== Kaynak Metin ==
İkincisi: Aramızda ekonomik, ticari, iyi komşuluk ya da kültürel antlaşmalar olan devletler ile antlaşmaların belirttiği şartlara uygun olarak ilişkiye girilir. Çünkü İslam antlaşmaları caiz görür. Allah Subhânehu ve Teâlâ şöyle buyurdu:  إِلَّا الَّذِينَ يَصِلُونَ إِلَى قَوْمٍ بَيْنَكُمْ وَبَيْنَهُمْ مِيثَاقٌ "Ancak sizinle aralarında misak olan bir topluma sığınmış bulunanlar." [Nisa 90] Misak, antlaşma demektir. Nebî SallAllahu Aleyhi ve Sellem antlaşmalar yaptı, İslam'a aykırı şart müstesna antlaşma şartlarına bağlı kaldı.  فَمَا بَالُ أَقْوَامٍ يَشْتَرِطُونَ شُرُوطًا لَيْسَتْ فِي كِتَابِ اللَّهِ مَا كَانَ مِنْ شَرْطٍ لَيْسَ فِي كِتَابِ اللَّهِ عَزَّ وَجَلَّ فَهُوَ بَاطِلٌ وَإِنْ كَانَ مِائَةَ شَرْطٍ كِتَابُ اللَّهِ أَحَقُّ وَشَرْطُ اللَّهِ أَوْثَقُ "Bir takım adamlara ne oluyor ki, Allah'ın Kitabı'nda olmayan bir takım şartlar ileri sürüyorlar! Her kim Allah'ın Kitabı'nda bulunmayan bir şartla şart kılarsa o şart batıldır, hükümsüzdür. Allah'ın şartı daha haklı ve daha kuvvetlidir."

Üçüncüsü: Aramızda antlaşmalar olmayan devletler, İngiltere, Amerika, Fransa gibi fiili sömürgeci devletler ve Rusya gibi ülkemize tamah eden devletler, hükmen harbi devletler olarak kabul edilirler. Bunlara yönelik tüm önlemler alınır. Bunlarla herhangi bir diplomatik ilişki kurmak caiz olmaz. Bunlardan biri İslami beldelere saldırmış ise fiili harbi devlete dönüşür. Bu devletler, İslami beldeler üzerindeki kontrolünü genişletmek ve nüfuz etmek için uğraşıyor. Allah Subhânehu ve Teâlâ kâfirlerin üzerimize bir yol bulmalarından bizi sakındırıyor. Allah Subhânehu ve Teâlâ şöyle buyuruyor:  وَلَنْ يَجْعَلَ اللَّهُ لِلْكَافِرِينَ عَلَى الْمُؤْمِنِينَ سَبِيلًا "Allah, müminlerin aleyhine kâfirlere hiçbir yol vermeyecektir." [Nisa 141] Ayet haber sığasında gelmiş ise de ancak kâfirlerin üzerimize bir otorite kurmalarının yasak olduğuna dair bir taleptir.

== Alıştırmalar ==
• 1. Kaynak metinde adı geçen bütün ülkeleri sırala.
• 2. Girdilerde "Task: mark the short" ifadesini içeren satırdan girdilerin sonuna kadar olan satırları, iki uç da dahil, istekleriyle birlikte yeniden yaz. Yanıtlardaki koordinatları 2,4 ile çarparak ölçekle ve tam sayıya yuvarla; buçuklar yukarı yuvarlansın.

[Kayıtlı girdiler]

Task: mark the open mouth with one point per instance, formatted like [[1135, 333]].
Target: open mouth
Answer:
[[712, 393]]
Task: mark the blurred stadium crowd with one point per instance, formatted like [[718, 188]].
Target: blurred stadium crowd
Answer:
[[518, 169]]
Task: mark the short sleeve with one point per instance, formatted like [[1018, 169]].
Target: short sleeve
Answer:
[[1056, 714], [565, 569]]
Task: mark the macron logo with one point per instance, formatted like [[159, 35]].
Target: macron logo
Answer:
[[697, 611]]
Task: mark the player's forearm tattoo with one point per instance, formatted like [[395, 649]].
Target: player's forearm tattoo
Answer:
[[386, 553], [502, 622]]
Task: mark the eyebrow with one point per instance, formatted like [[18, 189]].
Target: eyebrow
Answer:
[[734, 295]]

== Sıralı Yanıtlar ==
• 1. İngiltere, Amerika, Fransa, Rusya

• 2.
Task: mark the short sleeve with one point per instance, formatted like [[1018, 169]].
Target: short sleeve
Answer:
[[2534, 1714], [1356, 1366]]
Task: mark the macron logo with one point per instance, formatted like [[159, 35]].
Target: macron logo
Answer:
[[1673, 1466]]
Task: mark the player's forearm tattoo with one point per instance, formatted like [[395, 649]].
Target: player's forearm tattoo
Answer:
[[926, 1327], [1205, 1493]]
Task: mark the eyebrow with one point per instance, formatted like [[18, 189]].
Target: eyebrow
Answer:
[[1762, 708]]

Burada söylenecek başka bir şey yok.